> Exercise brief
Return exactly the lines of the records below, starting at the line that contains "Need: one point per instance of the minivan" and ending at the line that contains "Target: front door", with both of those lines kept.

(Supplied material begins)

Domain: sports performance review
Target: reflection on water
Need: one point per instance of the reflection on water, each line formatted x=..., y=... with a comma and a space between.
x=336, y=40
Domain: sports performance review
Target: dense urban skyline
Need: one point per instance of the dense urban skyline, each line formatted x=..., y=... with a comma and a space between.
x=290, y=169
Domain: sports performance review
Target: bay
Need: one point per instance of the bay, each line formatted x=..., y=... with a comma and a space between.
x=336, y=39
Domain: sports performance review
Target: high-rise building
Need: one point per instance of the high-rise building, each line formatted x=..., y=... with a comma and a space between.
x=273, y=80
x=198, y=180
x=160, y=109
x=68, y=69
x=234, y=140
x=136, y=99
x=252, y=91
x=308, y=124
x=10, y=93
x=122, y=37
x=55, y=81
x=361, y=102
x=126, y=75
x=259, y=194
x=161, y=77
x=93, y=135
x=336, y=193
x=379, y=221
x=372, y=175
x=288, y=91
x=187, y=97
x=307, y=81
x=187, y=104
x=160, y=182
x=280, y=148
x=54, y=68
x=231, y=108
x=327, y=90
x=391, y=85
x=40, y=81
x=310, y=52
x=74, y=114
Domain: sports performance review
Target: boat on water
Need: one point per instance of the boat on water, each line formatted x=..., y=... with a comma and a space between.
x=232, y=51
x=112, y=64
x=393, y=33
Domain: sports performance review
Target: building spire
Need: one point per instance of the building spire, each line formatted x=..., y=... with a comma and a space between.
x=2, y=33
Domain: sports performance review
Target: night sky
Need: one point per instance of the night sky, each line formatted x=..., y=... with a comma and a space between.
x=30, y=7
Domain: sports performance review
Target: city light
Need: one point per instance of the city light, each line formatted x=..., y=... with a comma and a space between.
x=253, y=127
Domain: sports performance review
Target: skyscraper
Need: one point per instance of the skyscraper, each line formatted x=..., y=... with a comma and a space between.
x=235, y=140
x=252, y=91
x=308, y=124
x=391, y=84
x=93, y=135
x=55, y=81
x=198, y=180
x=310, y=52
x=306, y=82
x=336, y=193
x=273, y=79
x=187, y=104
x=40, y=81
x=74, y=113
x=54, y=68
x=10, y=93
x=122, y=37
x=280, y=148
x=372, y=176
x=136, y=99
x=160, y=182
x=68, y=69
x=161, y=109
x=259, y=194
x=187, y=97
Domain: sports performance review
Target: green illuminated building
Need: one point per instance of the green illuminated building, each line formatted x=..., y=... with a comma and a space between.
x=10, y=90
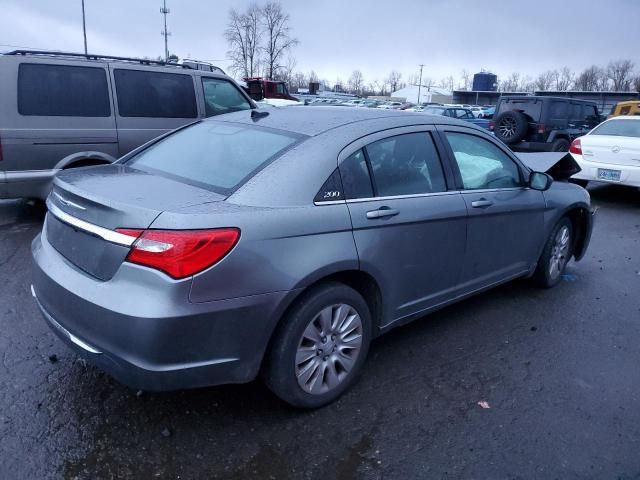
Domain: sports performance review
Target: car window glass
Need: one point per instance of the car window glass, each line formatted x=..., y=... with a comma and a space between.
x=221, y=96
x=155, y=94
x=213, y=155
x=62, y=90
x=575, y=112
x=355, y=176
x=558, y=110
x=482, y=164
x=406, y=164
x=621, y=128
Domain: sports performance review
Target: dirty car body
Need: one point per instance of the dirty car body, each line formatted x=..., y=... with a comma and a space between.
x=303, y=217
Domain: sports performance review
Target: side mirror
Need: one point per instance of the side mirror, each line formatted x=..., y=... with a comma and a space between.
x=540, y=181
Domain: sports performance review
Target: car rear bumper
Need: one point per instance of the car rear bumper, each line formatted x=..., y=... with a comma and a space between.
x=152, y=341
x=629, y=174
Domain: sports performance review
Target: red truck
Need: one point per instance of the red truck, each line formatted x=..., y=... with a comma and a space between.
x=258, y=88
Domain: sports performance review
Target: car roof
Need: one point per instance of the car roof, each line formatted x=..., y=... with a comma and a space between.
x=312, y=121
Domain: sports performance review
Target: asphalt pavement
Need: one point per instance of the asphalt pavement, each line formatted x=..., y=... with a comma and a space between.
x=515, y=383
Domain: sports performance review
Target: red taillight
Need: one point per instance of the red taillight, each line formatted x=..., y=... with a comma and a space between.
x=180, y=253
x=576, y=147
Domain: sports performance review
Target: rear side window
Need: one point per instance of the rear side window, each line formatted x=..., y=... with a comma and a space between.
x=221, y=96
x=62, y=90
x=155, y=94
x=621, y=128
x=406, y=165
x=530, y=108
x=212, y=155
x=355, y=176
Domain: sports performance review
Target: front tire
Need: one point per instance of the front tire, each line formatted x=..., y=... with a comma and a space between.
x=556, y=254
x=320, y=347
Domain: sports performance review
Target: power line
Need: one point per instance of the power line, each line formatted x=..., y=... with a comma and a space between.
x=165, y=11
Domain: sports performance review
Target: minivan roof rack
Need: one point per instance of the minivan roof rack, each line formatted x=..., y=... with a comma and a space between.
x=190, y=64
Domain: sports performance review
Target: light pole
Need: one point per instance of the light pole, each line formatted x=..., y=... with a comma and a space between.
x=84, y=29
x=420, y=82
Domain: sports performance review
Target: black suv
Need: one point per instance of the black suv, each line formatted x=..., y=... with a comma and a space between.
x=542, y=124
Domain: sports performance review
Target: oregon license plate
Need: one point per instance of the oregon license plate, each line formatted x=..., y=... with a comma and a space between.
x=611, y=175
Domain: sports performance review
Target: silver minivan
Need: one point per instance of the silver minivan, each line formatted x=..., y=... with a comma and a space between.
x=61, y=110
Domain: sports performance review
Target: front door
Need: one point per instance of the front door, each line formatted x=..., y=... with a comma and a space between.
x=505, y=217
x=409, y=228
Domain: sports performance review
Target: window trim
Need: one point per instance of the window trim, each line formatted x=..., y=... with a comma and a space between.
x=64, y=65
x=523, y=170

(Supplied material ends)

> Answer to this task
Need: one point per instance of the minivan roof rack, each line formatted x=..., y=... with a comma and a space between.
x=190, y=64
Domain: sports performance review
Target: light pole
Need: one point per instance of the light pole, each line formatted x=..., y=... with a comma and a space between.
x=84, y=29
x=420, y=82
Domain: sports performance review
Target: black suv
Need: one point per instance of the black suv, each line formatted x=..., y=... with a comma and a space between.
x=542, y=124
Domain: sports performance review
Target: oregon license plate
Need: one point per instance of the oregon license plate, each line formatted x=..., y=... with a comma and a space between.
x=611, y=175
Domain: sports performance review
Target: silver minivan
Need: one point per instance of the silver minivan, each line formatted x=..., y=... with a comma and a space between.
x=61, y=110
Domain: sports performance review
Target: front door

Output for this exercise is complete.